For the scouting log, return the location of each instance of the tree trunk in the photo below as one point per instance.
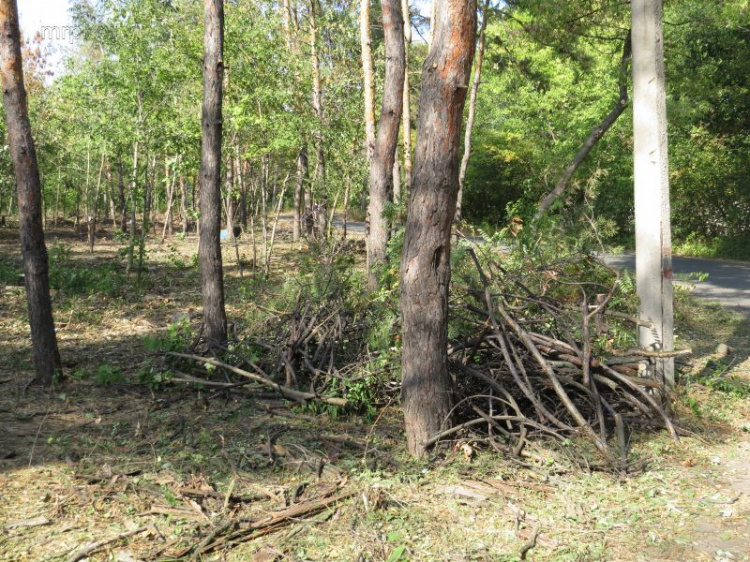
(45, 353)
(320, 163)
(170, 181)
(121, 193)
(386, 142)
(594, 137)
(209, 253)
(299, 190)
(365, 35)
(425, 262)
(229, 206)
(653, 236)
(406, 117)
(183, 203)
(472, 109)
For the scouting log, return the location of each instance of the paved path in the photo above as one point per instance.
(728, 281)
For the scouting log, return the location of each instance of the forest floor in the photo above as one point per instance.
(108, 457)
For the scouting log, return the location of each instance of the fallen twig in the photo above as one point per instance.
(285, 391)
(85, 550)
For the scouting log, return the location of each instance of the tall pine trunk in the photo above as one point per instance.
(425, 262)
(45, 353)
(386, 142)
(209, 249)
(406, 115)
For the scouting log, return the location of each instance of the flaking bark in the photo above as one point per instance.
(209, 253)
(44, 348)
(425, 262)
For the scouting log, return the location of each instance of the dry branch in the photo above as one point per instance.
(284, 391)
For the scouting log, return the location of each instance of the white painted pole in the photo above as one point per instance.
(651, 173)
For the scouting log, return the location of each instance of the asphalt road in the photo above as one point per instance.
(728, 282)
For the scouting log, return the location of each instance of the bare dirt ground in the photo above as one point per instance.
(151, 472)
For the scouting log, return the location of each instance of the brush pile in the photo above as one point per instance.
(542, 362)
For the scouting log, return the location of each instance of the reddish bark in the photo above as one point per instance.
(45, 353)
(425, 263)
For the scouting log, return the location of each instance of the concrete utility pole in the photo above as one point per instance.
(653, 238)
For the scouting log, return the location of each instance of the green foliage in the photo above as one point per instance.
(717, 376)
(73, 278)
(178, 337)
(737, 247)
(9, 274)
(551, 76)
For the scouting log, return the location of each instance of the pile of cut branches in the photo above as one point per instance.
(314, 346)
(536, 362)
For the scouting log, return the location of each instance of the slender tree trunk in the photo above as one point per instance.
(396, 178)
(209, 254)
(57, 195)
(425, 262)
(406, 116)
(229, 206)
(133, 191)
(183, 203)
(365, 35)
(386, 142)
(299, 190)
(653, 235)
(472, 109)
(148, 191)
(433, 21)
(594, 137)
(93, 217)
(170, 180)
(45, 353)
(121, 194)
(240, 181)
(320, 163)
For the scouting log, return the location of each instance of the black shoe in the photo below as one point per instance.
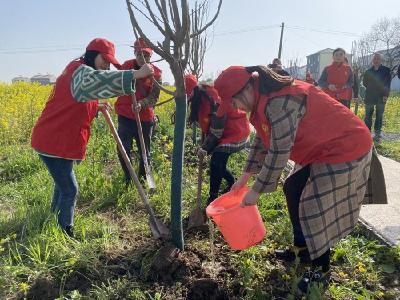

=====

Gather every line in the listing above that contains the word "pile" and copy each one out in full.

For the scouting log, return the location of each instance of the brush pile in the photo above as one point per instance.
For the scouting log, return the location of each instance of the pile of cut branches in the photo above as one point per instance.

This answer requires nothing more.